* Exercise task *
Reproduce the entire listing below word for word, keeping every line unchanged.

(Raw records)
--- --- ---

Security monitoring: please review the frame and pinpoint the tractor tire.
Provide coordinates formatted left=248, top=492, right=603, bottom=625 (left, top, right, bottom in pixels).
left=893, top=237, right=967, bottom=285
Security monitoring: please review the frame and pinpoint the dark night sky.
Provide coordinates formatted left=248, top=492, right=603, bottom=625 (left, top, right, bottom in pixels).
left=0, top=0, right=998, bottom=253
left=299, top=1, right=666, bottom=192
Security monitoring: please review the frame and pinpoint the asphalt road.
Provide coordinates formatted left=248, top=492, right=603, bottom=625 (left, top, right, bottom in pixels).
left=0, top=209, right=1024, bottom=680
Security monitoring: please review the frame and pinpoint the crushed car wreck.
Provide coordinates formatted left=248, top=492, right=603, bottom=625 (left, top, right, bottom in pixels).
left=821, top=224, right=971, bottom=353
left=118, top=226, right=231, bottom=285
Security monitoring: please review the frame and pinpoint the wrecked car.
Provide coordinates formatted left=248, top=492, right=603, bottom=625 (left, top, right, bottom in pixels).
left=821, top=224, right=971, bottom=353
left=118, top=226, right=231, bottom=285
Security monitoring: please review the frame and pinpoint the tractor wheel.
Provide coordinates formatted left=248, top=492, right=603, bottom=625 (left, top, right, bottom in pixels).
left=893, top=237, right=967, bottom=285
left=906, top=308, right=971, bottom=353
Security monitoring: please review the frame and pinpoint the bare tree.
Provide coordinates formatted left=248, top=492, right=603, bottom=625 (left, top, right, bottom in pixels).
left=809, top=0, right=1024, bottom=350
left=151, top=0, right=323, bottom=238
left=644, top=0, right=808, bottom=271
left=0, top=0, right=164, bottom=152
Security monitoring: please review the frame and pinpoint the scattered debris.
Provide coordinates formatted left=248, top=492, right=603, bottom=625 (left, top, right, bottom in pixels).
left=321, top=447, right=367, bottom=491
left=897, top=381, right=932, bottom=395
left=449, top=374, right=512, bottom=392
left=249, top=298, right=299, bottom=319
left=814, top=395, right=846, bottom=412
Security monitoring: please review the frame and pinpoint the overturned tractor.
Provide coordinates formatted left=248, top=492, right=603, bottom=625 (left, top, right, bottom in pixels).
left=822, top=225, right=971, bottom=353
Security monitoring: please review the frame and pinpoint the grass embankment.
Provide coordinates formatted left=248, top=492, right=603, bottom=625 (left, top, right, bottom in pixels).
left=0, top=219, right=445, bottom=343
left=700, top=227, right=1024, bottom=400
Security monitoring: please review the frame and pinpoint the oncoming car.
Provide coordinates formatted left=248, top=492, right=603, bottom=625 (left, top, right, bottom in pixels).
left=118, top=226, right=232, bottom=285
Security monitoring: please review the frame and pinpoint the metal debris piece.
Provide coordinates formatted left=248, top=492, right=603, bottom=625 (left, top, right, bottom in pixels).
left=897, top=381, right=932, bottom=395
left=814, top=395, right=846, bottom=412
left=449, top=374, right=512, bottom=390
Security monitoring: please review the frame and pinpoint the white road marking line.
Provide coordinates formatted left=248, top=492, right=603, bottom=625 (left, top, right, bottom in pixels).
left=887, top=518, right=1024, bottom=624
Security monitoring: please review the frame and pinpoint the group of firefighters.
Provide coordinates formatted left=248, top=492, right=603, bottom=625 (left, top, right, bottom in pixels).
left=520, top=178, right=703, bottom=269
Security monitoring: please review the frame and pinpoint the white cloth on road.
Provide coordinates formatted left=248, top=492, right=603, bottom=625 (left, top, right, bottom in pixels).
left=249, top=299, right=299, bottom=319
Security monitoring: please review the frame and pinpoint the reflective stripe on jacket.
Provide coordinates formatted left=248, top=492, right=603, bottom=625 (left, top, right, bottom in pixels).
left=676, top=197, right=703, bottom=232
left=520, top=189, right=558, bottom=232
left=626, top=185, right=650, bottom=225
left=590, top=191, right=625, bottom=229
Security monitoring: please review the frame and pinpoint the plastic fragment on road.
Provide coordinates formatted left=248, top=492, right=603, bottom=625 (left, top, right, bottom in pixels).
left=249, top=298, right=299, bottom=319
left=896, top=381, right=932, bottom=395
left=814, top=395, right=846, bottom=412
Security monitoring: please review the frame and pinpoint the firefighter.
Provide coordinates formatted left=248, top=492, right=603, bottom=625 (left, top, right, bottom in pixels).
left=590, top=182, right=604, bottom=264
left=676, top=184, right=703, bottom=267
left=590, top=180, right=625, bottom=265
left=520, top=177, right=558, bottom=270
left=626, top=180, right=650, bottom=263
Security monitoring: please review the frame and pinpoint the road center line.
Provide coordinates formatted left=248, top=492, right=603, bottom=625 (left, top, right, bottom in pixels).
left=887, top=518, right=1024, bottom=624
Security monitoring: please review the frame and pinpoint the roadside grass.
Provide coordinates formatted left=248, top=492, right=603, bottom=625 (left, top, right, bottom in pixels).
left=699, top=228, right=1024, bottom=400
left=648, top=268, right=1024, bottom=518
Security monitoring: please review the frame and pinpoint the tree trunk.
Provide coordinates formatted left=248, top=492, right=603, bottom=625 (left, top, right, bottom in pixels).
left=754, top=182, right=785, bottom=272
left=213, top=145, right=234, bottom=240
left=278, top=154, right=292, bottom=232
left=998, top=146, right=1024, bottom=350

--- --- ---

* Written solution *
Security monitoring: please review the frame and pinpoint the tractor tire.
Provide coordinates formatted left=248, top=492, right=603, bottom=625 (left, top, right, bottom in pixels).
left=893, top=237, right=967, bottom=285
Security monitoring: please review the frame and pinpoint the dark night sky.
Provide coordinates formatted left=248, top=492, right=603, bottom=625 (left, top, right, bottom in pixels).
left=0, top=0, right=998, bottom=253
left=299, top=1, right=666, bottom=192
Security monitoring: please review the frame and pinpoint the asphalt road.
Provide coordinates formatted left=248, top=492, right=603, bottom=625 (left, top, right, bottom in pixels).
left=0, top=209, right=1024, bottom=680
Security monitoring: please review the frame and pinpoint the crushed car wreck.
Provide coordinates formatted left=248, top=492, right=603, bottom=625 (left, top, right, bottom in pixels).
left=821, top=224, right=971, bottom=353
left=118, top=226, right=231, bottom=285
Security monitoring: please review the frame and pinpoint the wrecked car.
Provide coordinates formatted left=248, top=492, right=603, bottom=625 (left, top, right, bottom in pixels).
left=821, top=224, right=971, bottom=353
left=118, top=226, right=231, bottom=285
Security monitoring: please review the frame and pinpoint the tractor wheel.
Provide coordinates formatted left=248, top=492, right=603, bottom=625 (left, top, right, bottom in pixels).
left=893, top=237, right=967, bottom=285
left=906, top=308, right=971, bottom=353
Security monitoring: please review the frame and pinpoint the bare tree.
Provide coordinates formatted left=248, top=492, right=603, bottom=625 (left, top, right, bottom in pixels).
left=809, top=0, right=1024, bottom=350
left=151, top=0, right=323, bottom=238
left=644, top=0, right=808, bottom=271
left=0, top=0, right=164, bottom=152
Security monitoring: please review the frame and pinpoint the scattered debris.
Provide coordinates formatted left=248, top=492, right=603, bottom=625 (left, top, right, bottom in pixels).
left=321, top=447, right=367, bottom=491
left=897, top=381, right=932, bottom=395
left=449, top=374, right=512, bottom=392
left=249, top=298, right=299, bottom=319
left=814, top=395, right=846, bottom=412
Security monitoring: please review the frame and pinpoint the overturned tractor.
Provide coordinates formatted left=248, top=492, right=603, bottom=625 (left, top, right, bottom in pixels).
left=822, top=225, right=971, bottom=353
Security monitoring: please review the frame and pinpoint the grass embankment.
Provide coordinates formatted left=248, top=492, right=603, bottom=625 (left, top, right, bottom in pixels).
left=0, top=219, right=445, bottom=343
left=700, top=227, right=1024, bottom=400
Security monitoring: please review the frame and pinpoint the oncoming car.
Provide coordinates formatted left=248, top=492, right=603, bottom=625 (left, top, right, bottom in pixels).
left=118, top=226, right=232, bottom=285
Security monitoring: please review the frame and pinpoint the metal debris piece.
Provide coordinates formatted left=248, top=492, right=603, bottom=625 (left, top, right, bottom in pixels).
left=897, top=381, right=932, bottom=395
left=814, top=395, right=846, bottom=412
left=449, top=374, right=512, bottom=390
Security monitoring: please review the frame and pinpoint the white road marking line.
Provide coordinates formatted left=248, top=492, right=603, bottom=625 (left, top, right, bottom in pixels).
left=887, top=518, right=1024, bottom=624
Security monitoring: please review the frame and pinpoint the group of firefighters.
Provide coordinates formatted left=248, top=492, right=603, bottom=625 (left, top, right, bottom in pixels).
left=520, top=178, right=703, bottom=269
Security monitoring: please review the frame and pinpoint the white cloth on road.
Provide coordinates formatted left=248, top=492, right=603, bottom=625 (left, top, right, bottom in pixels).
left=249, top=299, right=299, bottom=319
Security monitoring: please review the frame and pinpoint the reflective stripe on jacket.
Provide coordinates formatted left=248, top=492, right=603, bottom=625 (left, top, right, bottom in pixels).
left=676, top=197, right=703, bottom=232
left=520, top=189, right=558, bottom=232
left=626, top=185, right=650, bottom=225
left=590, top=191, right=625, bottom=229
Security monitoring: please review the frame and pinpoint the plastic fragment on road.
Provide coordinates formatted left=248, top=492, right=603, bottom=625 (left, top, right, bottom in pixels).
left=249, top=298, right=299, bottom=319
left=896, top=381, right=932, bottom=395
left=814, top=395, right=846, bottom=412
Security monitoring: please review the frame and pinpoint the firefighter.
Provide coordinates formatted left=248, top=492, right=603, bottom=625 (left, top, right, bottom in pixels).
left=590, top=182, right=604, bottom=264
left=676, top=184, right=703, bottom=267
left=590, top=180, right=625, bottom=265
left=520, top=177, right=558, bottom=270
left=626, top=180, right=650, bottom=263
Security monitoring: please review the frame and pinpoint the road center line.
Provide coordinates formatted left=248, top=492, right=603, bottom=625 (left, top, right, bottom in pixels).
left=887, top=518, right=1024, bottom=624
Security monitoring: please review the frame and pinpoint the roadside grass.
Provide coordinates formatted left=248, top=492, right=603, bottom=625 (left, top, right, bottom in pixels).
left=699, top=228, right=1024, bottom=400
left=648, top=268, right=1024, bottom=518
Security monitoring: please review the frame and pinpoint the tree trunk.
Provide coordinates formatted left=248, top=492, right=603, bottom=625 (left, top, right, bottom in pixels).
left=754, top=182, right=785, bottom=272
left=213, top=145, right=234, bottom=240
left=278, top=154, right=292, bottom=232
left=998, top=146, right=1024, bottom=350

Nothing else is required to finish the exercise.